Extract to read -
When considering the trends in LEDs, we often divide our discussion in to categories like microLED, miniLED and Narrow Pixel Pitch (NPP) LED. Let me throw out the idea of discussing trends based upon the final display backplane technology. The four categories I suggest are silicon, transparent, PCB (printed circuit board) and flexible. Below are some initial thoughts on such a categorization that I welcome comments on.
NPP LED displays are traditional digital signage solutions that place LEDs on PCB substrates. These are typically passively driven using a multiplexed drive scheme. LED size and pitch vary, but NPP LED displays are typically those under 1.5 to 2 mm pixel pitches.
LEDs are tested and binned based on wavelength and light output. The popular Surface Mount Device (SMD) approach places a single red, green and blue LED in a single package which can then be assembled on the PCB using pick-and-place equipment. Small modules are assembled this way, with several modules combined into a cabinet. Multiple cabinets then form the final video wall display.
As NPP displays start to move to pixel pitches on 1.5 mm or less, some SMD limitations start to become evident – they can only be size-reduced so far. As a result, newer packaging techniques like flip chip and chip-on-board are being used to allow smaller LEDs to be packed more closely together. Secondly, the size of the LED emitter is shrinking. These so-called “miniLEDs” can create even denser LED displays – perhaps down to 0.7 to 0.6mm pitches.

Records -
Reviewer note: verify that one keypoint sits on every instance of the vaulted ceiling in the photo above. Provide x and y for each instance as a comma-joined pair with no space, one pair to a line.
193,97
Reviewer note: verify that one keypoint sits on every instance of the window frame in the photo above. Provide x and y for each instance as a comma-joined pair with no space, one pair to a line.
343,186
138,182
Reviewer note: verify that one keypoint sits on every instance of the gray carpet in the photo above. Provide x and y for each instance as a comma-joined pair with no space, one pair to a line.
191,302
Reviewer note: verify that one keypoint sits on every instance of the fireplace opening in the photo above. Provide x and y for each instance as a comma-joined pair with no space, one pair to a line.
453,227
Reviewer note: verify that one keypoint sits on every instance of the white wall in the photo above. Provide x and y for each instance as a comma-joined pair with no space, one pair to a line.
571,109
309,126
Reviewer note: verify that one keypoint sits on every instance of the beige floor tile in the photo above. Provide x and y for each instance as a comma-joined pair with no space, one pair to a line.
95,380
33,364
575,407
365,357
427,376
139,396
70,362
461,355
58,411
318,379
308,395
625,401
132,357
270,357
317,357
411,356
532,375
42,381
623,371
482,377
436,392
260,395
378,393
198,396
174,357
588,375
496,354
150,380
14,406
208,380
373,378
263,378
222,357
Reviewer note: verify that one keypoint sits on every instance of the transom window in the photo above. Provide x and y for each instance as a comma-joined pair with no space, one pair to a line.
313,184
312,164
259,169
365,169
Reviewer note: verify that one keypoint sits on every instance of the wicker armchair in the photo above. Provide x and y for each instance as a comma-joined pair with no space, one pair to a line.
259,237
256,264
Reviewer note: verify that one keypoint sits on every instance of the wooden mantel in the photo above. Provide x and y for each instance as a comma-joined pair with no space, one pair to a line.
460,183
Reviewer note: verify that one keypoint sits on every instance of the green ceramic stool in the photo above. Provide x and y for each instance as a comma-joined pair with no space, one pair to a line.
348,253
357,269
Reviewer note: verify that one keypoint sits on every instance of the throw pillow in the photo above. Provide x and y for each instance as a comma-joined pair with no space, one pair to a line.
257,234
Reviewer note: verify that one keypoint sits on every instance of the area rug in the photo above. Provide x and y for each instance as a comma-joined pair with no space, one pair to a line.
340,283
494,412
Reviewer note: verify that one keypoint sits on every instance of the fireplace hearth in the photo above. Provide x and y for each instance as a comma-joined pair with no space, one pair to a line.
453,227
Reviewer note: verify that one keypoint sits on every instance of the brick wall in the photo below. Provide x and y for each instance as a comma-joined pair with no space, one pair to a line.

Problem details - What four categories based on display backplane technology does the LED display text suggest? The rows have no connection to the LED display text.

Full response - Silicon, transparent, PCB (printed circuit board) and flexible.